Give back the whole listing exactly as shown.

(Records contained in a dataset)

•••

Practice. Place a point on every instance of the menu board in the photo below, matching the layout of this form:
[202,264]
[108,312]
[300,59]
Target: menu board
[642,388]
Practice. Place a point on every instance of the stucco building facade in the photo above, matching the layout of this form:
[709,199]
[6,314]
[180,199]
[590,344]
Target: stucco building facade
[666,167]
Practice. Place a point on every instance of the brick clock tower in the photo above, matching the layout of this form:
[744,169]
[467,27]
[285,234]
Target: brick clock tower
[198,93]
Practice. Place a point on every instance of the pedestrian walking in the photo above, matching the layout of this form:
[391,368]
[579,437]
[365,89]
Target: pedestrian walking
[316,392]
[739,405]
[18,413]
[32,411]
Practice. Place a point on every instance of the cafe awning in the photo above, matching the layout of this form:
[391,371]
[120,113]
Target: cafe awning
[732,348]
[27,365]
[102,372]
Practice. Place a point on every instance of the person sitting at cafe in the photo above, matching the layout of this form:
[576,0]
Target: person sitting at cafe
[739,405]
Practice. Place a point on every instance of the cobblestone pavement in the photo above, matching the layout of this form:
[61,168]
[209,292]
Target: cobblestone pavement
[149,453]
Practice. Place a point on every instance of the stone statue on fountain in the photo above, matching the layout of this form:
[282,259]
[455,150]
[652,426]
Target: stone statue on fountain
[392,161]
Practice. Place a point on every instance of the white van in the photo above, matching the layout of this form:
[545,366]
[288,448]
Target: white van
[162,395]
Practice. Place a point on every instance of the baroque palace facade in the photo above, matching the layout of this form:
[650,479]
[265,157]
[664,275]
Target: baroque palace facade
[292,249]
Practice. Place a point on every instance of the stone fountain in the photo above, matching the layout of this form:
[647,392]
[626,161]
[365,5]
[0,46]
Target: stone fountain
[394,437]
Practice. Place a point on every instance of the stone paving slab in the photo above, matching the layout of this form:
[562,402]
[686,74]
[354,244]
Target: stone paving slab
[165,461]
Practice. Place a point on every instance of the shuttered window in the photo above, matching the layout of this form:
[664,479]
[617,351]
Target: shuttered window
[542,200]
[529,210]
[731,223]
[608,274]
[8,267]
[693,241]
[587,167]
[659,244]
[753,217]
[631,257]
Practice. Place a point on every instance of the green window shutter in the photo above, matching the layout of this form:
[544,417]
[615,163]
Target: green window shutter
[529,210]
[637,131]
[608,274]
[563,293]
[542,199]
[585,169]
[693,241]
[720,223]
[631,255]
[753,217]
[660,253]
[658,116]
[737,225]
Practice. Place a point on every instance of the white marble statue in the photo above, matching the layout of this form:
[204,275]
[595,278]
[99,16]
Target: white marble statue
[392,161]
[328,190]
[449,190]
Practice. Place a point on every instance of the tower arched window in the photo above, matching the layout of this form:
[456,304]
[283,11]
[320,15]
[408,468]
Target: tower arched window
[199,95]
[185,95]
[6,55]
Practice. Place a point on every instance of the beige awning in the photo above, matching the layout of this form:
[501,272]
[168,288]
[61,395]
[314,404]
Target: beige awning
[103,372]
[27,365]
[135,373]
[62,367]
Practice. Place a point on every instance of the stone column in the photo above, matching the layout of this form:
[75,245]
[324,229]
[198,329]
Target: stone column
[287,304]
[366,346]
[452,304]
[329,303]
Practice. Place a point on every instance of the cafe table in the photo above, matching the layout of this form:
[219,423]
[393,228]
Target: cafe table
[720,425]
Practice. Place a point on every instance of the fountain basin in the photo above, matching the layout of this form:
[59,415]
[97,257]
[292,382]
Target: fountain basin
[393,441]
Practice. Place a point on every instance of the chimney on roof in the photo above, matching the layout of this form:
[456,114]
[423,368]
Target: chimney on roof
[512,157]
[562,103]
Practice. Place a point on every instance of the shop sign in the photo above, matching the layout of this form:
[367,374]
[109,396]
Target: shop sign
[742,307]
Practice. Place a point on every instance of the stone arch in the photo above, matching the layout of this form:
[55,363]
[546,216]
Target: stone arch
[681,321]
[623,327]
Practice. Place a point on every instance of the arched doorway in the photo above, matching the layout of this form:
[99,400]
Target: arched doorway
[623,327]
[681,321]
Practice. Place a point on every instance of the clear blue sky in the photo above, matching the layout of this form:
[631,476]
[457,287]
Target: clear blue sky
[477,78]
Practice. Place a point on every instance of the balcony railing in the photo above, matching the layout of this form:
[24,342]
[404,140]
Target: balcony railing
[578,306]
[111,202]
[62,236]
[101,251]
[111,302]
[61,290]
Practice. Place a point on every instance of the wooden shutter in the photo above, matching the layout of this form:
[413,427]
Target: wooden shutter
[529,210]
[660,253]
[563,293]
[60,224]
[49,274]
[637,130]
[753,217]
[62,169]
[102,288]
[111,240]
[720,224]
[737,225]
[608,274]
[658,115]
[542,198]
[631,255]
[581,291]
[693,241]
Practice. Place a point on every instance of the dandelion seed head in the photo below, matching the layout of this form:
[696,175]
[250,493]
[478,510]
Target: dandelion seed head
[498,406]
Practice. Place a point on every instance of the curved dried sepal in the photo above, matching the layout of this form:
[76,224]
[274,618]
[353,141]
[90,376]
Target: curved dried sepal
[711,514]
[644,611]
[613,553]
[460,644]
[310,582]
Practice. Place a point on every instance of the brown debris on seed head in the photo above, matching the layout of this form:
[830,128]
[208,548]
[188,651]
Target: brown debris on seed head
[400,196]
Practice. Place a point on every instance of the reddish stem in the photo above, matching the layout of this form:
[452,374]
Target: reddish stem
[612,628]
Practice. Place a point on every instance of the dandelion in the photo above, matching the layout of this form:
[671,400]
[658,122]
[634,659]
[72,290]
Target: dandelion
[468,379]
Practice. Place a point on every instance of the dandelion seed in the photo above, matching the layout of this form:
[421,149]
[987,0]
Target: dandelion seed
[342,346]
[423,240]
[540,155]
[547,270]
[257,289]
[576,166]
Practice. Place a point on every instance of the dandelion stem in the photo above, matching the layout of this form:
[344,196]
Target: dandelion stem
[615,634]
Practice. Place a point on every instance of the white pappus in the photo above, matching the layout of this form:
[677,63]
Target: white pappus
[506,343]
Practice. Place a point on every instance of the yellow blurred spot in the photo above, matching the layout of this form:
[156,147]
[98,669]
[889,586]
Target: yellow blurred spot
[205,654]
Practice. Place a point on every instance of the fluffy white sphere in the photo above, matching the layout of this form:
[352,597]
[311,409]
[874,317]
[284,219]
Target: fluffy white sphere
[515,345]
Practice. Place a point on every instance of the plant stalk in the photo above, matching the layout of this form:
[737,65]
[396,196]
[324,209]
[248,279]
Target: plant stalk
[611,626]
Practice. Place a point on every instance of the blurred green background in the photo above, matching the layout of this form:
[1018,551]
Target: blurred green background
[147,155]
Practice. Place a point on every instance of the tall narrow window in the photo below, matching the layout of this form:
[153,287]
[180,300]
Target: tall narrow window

•••

■ Written response
Practice. Place a point on every instance of the menu board in the photo below, matching the layout of this form:
[202,264]
[108,312]
[300,59]
Target: menu board
[642,388]
Practice. Place a point on every instance of the stucco building facade in the photo above, matching the layout of this form:
[709,199]
[6,314]
[180,199]
[590,344]
Target: stucco building facade
[666,167]
Practice. Place a point on every instance of the brick clock tower in the photo above, matching the layout of this form:
[744,169]
[467,27]
[285,234]
Target: brick clock tower
[198,93]
Practice. Place a point on every instance of the pedestrian walking in the photo above, matching the layout of this form:
[391,368]
[579,437]
[365,89]
Target: pedestrian walking
[316,392]
[739,405]
[18,413]
[32,411]
Practice. Place a point on every instance of the cafe awning in the photo above, matching the layout of this form:
[391,371]
[120,113]
Target: cafe awning
[732,348]
[27,365]
[102,372]
Practice. Place a point on every instance of the person sitting at cafe in the photo above, matching the layout of this form:
[576,0]
Target: person sitting at cafe
[739,405]
Practice. Place a point on every instance of the cobblestone pavement in the photo above, matching the layout of this form:
[61,168]
[209,292]
Target: cobblestone pavement
[149,453]
Practice. Place a point on every instance of the stone statue on fountain in the photo above, matching the layout of this form:
[282,259]
[455,150]
[652,426]
Target: stone statue on fountain
[392,161]
Practice. Place a point on every instance of the white van in the photo above, matching the layout of this form:
[545,366]
[288,448]
Target: white van
[162,395]
Practice. Place a point on every instance of the baroque palace facade in the photo above, matching the layout of this form:
[650,479]
[265,157]
[664,275]
Target: baroque palace facade
[292,249]
Practice. Place a point on every instance of the stone fountain in the photo above, matching the layout of this form:
[647,392]
[626,161]
[365,5]
[0,46]
Target: stone fountain
[394,437]
Practice. Place a point on every instance of the stone paving slab in the photo above, matching the layout of this form:
[562,402]
[686,74]
[354,244]
Target: stone paving slab
[165,461]
Practice. Place a point on every instance of the shuttered window in the photo above, matching the layout of this form:
[664,479]
[617,351]
Target: shuttered window
[542,200]
[529,210]
[731,223]
[608,274]
[8,267]
[693,241]
[587,167]
[659,244]
[753,217]
[631,257]
Practice. Place a point on every instance of the green window shutter in the photo above, matching the layout of this form:
[544,417]
[615,163]
Target: green window shutter
[529,210]
[637,131]
[608,274]
[563,293]
[542,199]
[585,169]
[693,241]
[720,223]
[631,255]
[753,217]
[660,253]
[658,116]
[737,225]
Practice. Place a point on every instance of the white marble statue in the photo above, matching the layout of this form:
[204,275]
[595,278]
[99,16]
Target: white marble statue
[392,161]
[328,190]
[449,190]
Practice. Place a point on every instance of the tower arched window in the photo above, matching the layout of this form:
[456,304]
[283,11]
[320,15]
[408,468]
Target: tower arched window
[199,95]
[185,95]
[6,55]
Practice. Place a point on every instance of the beige awning in the photo above, matching the layout of this form:
[501,272]
[168,288]
[61,395]
[314,404]
Target: beige awning
[103,372]
[27,365]
[135,373]
[62,367]
Practice. Place a point on every instance of the stone column in the photo above, matching the layout of this form:
[75,245]
[324,229]
[198,329]
Target: stone column
[287,304]
[366,346]
[452,304]
[329,303]
Practice. Place a point on every instance of the cafe table in the photo above, matching the layout of this form:
[219,423]
[393,228]
Target: cafe table
[720,425]
Practice. Place a point on every instance of the fountain basin in the photo above, matching the layout of this form:
[59,415]
[97,257]
[292,382]
Target: fountain basin
[393,441]
Practice. Place a point on every instance of the chimney on roof in the photo above, matching the layout of this form:
[456,114]
[423,368]
Target: chimney on roof
[512,157]
[562,103]
Practice. Place a point on every instance of the shop sign in the photo above, matching the layout of this form:
[367,374]
[109,396]
Target: shop sign
[742,307]
Practice. Place a point on every instance of the stone arch in the photo above, matching the layout of this form:
[55,363]
[546,216]
Target: stone arch
[681,321]
[623,327]
Practice. Place a point on every instance of the arched doorway in the photo above, matching the layout of this form:
[99,400]
Target: arched doorway
[623,327]
[681,321]
Practice. Place a point on every instance of the clear blue sky in the photo above, matching the layout of this form:
[631,476]
[457,287]
Target: clear blue sky
[477,78]
Practice. Place a point on every instance of the balcony railing in the photo above, matching the layout of this form:
[24,342]
[404,140]
Target: balcony railing
[578,306]
[111,202]
[62,236]
[101,251]
[111,302]
[61,290]
Practice. Place a point on every instance of the wooden shutter in the photo above, matching the layout of this form:
[413,427]
Target: wooden shutter
[529,210]
[660,253]
[563,293]
[60,224]
[49,274]
[637,130]
[753,217]
[62,169]
[102,288]
[111,240]
[720,224]
[737,225]
[608,274]
[658,115]
[542,198]
[631,255]
[581,291]
[693,241]
Practice. Place a point on every instance of the dandelion seed head in the photo below, matching the layout of this form:
[696,175]
[250,493]
[478,510]
Target: dandelion seed head
[498,406]
Practice. Place a point on every instance of the curved dried sepal in the photo above, matching the layout of this form:
[76,224]
[274,618]
[353,141]
[90,376]
Target: curved dried sepal
[711,514]
[644,611]
[613,553]
[460,644]
[310,582]
Practice. Place a point on every instance of the brown debris on seed head in the photo above, matching the layout of this form:
[830,128]
[208,548]
[188,651]
Target: brown debris on seed head
[400,196]
Practice. Place a point on every instance of the reddish stem in the photo above, matching the layout of this form:
[452,374]
Target: reddish stem
[612,628]
Practice. Place a point on every instance of the dandelion in the photo above, matching the layout of this form:
[671,400]
[658,122]
[634,659]
[72,290]
Target: dandelion
[468,379]
Practice. Place a point on every instance of the dandelion seed in the photo above, matching the layout of this form:
[421,149]
[987,0]
Target: dandelion seed
[342,346]
[423,240]
[540,155]
[547,270]
[257,289]
[576,166]
Practice. Place a point on every instance of the dandelion stem in the photo above, matching the layout of this form:
[344,196]
Target: dandelion stem
[615,634]
Practice. Place a point on every instance of the white pappus in the photo above, matching the layout of this form:
[677,63]
Target: white pappus
[506,343]
Practice. Place a point on every instance of the yellow blurred spot in the photo above, matching the layout of this form:
[156,147]
[98,669]
[889,586]
Target: yellow blurred spot
[205,654]
Practice. Place a point on every instance of the fluffy white sphere in the photo above, matching the layout of this form:
[352,597]
[311,409]
[874,317]
[284,219]
Target: fluffy white sphere
[515,345]
Practice. Place a point on every instance of the plant stalk in the photo above, matching the layout of this form:
[737,65]
[396,196]
[324,209]
[248,279]
Target: plant stalk
[611,626]
Practice. Place a point on every instance of the blurred green background in the photo above, matching the layout of this form:
[1018,551]
Target: blurred green background
[147,155]
Practice. Place a point on every instance of the tall narrow window in the photo below, matching the layout of this form:
[153,287]
[180,300]
Target: tall narrow window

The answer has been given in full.